──────── Given data

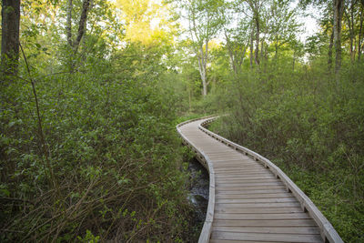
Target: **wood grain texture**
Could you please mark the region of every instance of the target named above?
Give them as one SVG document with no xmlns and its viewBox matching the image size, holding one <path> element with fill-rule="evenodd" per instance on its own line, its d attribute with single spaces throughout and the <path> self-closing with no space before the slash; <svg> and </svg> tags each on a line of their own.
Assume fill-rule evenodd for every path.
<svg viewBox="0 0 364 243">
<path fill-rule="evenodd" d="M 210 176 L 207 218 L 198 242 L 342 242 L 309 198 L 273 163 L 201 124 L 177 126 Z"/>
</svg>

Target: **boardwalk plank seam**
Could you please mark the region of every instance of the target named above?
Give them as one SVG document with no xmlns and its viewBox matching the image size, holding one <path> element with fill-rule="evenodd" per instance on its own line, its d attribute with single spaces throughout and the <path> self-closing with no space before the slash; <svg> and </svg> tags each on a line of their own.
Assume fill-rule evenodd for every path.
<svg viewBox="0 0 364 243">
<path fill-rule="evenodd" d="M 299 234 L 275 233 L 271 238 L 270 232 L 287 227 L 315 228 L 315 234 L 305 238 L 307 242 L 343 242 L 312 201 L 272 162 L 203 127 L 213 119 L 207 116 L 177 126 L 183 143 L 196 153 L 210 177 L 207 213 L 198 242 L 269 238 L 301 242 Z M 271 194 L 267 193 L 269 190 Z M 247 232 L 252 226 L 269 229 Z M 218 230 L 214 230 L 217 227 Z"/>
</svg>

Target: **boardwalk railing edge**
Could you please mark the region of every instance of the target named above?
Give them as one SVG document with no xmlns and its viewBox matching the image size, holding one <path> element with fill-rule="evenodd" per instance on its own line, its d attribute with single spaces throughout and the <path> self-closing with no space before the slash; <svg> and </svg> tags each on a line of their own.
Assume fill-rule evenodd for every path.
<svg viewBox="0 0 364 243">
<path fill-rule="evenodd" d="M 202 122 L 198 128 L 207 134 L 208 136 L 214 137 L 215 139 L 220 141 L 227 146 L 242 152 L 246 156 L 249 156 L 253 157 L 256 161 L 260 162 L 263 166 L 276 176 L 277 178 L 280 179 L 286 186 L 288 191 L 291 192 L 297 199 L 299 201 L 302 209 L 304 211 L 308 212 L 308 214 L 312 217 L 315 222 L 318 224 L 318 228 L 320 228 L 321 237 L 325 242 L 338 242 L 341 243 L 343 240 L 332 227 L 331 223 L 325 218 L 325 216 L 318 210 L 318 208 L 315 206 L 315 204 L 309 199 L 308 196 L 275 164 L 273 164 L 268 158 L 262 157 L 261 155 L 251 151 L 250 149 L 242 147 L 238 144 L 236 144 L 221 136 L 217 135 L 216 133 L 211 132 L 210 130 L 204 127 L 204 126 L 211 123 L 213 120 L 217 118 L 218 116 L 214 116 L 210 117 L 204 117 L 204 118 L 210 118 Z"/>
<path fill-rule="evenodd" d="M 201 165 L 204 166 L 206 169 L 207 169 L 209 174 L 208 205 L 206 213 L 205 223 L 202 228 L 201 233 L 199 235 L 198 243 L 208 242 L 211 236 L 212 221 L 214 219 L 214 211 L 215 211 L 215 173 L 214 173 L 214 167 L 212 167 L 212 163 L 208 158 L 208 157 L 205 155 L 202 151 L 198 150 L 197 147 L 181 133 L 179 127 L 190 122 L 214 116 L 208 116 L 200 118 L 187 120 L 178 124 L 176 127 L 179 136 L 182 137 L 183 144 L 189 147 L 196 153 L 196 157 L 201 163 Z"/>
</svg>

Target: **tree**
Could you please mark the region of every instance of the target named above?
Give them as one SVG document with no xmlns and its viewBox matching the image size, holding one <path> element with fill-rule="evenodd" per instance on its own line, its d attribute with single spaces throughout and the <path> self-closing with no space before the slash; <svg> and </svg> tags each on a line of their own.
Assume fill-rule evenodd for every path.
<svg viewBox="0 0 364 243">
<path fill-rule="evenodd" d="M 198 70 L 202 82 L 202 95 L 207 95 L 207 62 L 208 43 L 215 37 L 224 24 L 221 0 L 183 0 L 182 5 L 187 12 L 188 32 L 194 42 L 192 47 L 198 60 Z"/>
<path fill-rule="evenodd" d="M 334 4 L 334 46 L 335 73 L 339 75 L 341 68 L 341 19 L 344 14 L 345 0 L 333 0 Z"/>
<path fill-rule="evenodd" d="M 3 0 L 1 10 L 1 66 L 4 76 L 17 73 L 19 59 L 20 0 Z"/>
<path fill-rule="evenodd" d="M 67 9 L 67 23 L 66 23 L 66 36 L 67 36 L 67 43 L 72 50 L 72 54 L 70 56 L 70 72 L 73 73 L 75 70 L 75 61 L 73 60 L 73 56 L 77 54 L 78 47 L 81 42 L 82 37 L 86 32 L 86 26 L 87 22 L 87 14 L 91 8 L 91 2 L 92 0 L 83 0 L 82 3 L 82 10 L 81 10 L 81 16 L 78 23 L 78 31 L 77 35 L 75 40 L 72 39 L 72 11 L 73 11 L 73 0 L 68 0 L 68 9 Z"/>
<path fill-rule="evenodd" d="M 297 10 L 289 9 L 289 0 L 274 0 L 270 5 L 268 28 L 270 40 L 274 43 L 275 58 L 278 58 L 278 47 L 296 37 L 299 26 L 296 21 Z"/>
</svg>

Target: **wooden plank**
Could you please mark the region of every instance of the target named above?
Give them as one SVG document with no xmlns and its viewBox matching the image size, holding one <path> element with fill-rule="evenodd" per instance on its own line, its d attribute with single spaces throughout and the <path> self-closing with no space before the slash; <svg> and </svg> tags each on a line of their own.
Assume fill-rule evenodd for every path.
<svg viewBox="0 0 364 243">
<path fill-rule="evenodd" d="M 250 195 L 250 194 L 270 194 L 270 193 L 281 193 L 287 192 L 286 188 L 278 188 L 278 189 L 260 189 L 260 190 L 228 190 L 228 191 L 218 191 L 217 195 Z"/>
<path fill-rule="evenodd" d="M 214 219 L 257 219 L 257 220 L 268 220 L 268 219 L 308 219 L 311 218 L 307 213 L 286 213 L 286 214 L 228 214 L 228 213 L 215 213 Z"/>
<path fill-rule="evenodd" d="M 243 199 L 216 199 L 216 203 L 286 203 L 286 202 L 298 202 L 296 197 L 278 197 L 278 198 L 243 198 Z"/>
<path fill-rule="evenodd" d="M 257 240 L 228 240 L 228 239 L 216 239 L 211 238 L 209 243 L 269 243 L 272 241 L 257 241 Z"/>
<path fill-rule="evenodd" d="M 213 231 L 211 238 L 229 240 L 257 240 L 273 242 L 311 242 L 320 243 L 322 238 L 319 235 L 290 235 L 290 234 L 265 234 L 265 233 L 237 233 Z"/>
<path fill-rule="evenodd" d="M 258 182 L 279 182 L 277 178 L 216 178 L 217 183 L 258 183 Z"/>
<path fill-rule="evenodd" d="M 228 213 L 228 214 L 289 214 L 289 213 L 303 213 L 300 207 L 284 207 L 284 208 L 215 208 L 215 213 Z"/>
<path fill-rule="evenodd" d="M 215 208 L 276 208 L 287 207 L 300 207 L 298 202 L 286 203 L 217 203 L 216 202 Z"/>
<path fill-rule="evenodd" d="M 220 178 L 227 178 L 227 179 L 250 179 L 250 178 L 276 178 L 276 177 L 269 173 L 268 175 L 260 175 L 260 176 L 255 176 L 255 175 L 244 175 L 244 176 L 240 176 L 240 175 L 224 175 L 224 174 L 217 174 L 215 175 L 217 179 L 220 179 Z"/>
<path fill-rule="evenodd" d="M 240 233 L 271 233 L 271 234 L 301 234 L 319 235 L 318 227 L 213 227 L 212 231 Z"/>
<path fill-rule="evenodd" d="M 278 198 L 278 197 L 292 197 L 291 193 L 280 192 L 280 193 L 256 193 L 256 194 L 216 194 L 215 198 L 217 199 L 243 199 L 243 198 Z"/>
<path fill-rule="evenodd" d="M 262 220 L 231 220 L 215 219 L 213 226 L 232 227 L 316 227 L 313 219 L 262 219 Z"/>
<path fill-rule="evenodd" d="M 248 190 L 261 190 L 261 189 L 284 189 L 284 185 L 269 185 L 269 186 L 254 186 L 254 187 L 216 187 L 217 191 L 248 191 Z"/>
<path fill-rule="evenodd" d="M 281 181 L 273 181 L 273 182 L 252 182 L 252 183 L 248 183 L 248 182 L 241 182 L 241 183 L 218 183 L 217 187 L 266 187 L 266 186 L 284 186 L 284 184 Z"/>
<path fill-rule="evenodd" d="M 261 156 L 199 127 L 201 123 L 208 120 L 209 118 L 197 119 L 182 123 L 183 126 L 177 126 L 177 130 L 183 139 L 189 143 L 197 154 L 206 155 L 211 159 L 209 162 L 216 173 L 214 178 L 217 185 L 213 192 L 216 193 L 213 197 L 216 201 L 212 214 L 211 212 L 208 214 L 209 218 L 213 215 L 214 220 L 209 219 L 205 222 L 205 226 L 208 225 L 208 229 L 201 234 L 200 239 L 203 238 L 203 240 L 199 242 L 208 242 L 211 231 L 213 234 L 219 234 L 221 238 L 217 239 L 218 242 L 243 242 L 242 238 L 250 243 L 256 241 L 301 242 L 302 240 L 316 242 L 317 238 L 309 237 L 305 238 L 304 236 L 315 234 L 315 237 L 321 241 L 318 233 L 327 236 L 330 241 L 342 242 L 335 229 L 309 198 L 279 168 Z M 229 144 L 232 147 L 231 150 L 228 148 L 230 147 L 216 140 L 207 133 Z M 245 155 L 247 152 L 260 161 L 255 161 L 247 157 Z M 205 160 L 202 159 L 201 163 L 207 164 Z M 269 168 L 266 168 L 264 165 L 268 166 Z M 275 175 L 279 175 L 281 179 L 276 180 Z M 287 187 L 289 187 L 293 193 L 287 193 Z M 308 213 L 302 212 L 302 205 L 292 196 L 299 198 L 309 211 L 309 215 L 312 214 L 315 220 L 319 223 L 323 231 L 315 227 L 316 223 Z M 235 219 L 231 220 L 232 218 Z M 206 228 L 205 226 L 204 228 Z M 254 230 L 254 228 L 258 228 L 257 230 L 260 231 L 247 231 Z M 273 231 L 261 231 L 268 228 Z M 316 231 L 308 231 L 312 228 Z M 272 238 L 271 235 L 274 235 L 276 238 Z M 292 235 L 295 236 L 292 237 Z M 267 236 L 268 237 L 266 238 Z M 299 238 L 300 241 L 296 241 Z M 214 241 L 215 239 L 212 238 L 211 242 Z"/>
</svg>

────────────────
──────── Given data

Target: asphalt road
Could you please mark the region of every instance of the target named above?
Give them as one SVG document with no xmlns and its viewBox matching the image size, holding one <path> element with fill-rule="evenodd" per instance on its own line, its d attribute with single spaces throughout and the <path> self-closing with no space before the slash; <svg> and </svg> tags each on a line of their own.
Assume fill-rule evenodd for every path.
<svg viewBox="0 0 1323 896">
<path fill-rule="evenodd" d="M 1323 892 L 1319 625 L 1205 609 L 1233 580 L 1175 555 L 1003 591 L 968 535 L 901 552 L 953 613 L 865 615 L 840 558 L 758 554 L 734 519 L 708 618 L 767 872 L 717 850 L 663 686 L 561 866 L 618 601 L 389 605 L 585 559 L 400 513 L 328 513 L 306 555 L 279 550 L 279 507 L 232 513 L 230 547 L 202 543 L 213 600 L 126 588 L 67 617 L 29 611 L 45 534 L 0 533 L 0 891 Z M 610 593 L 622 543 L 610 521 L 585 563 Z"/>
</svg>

────────────────
──────── Given data

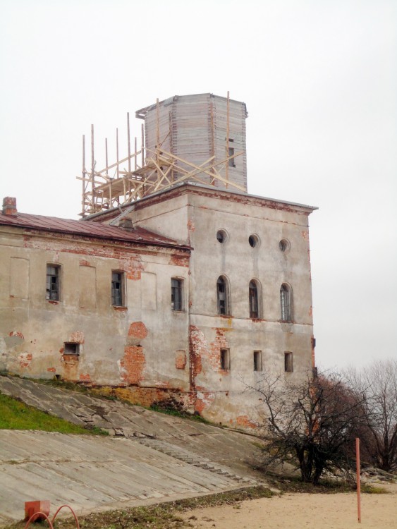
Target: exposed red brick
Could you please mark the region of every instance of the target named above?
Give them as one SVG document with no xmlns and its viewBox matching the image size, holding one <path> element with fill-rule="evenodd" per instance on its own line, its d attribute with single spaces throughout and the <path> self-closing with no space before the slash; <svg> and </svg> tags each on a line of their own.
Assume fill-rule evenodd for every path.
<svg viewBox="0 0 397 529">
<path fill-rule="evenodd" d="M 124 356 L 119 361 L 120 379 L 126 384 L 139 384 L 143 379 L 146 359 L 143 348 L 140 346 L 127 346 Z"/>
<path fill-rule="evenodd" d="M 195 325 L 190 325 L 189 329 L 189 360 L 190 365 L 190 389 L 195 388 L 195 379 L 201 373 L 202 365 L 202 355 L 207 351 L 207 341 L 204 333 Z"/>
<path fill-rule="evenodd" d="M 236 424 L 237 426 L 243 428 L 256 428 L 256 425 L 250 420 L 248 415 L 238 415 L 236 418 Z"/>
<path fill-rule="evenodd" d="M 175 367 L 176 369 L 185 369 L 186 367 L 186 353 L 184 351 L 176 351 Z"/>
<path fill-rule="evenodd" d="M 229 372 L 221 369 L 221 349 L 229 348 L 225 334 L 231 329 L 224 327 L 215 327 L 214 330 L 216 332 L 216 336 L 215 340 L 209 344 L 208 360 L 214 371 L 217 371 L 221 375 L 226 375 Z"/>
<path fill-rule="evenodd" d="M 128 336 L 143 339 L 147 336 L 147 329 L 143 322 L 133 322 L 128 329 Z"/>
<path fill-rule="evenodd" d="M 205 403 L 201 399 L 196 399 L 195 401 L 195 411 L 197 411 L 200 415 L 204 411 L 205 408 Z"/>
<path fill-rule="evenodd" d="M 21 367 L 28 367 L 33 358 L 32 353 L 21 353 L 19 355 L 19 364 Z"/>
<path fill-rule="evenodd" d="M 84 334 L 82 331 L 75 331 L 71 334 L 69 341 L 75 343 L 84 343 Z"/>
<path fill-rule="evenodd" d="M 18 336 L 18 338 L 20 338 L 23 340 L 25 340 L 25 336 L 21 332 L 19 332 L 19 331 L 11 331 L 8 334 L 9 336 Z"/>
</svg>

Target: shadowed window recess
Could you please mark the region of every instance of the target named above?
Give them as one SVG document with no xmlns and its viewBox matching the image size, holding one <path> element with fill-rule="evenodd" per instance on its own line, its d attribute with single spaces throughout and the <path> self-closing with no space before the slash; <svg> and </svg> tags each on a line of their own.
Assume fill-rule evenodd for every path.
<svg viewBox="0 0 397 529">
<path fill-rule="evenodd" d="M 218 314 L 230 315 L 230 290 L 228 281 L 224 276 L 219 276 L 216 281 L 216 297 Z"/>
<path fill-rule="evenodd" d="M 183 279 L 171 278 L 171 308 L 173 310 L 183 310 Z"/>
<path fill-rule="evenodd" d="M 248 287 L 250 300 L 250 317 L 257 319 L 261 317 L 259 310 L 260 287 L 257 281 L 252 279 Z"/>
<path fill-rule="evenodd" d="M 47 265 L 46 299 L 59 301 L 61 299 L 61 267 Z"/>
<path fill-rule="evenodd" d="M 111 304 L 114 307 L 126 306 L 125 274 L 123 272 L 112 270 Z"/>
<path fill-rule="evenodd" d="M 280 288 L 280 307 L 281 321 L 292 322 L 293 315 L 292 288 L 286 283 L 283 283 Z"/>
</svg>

────────────────

→ **Work to complete**: Tally the lines in the data above that contain the string "boardwalk", treating uppercase and lowercase letters as distinct. Reply with the number alone.

→ **Result of the exercise**: 2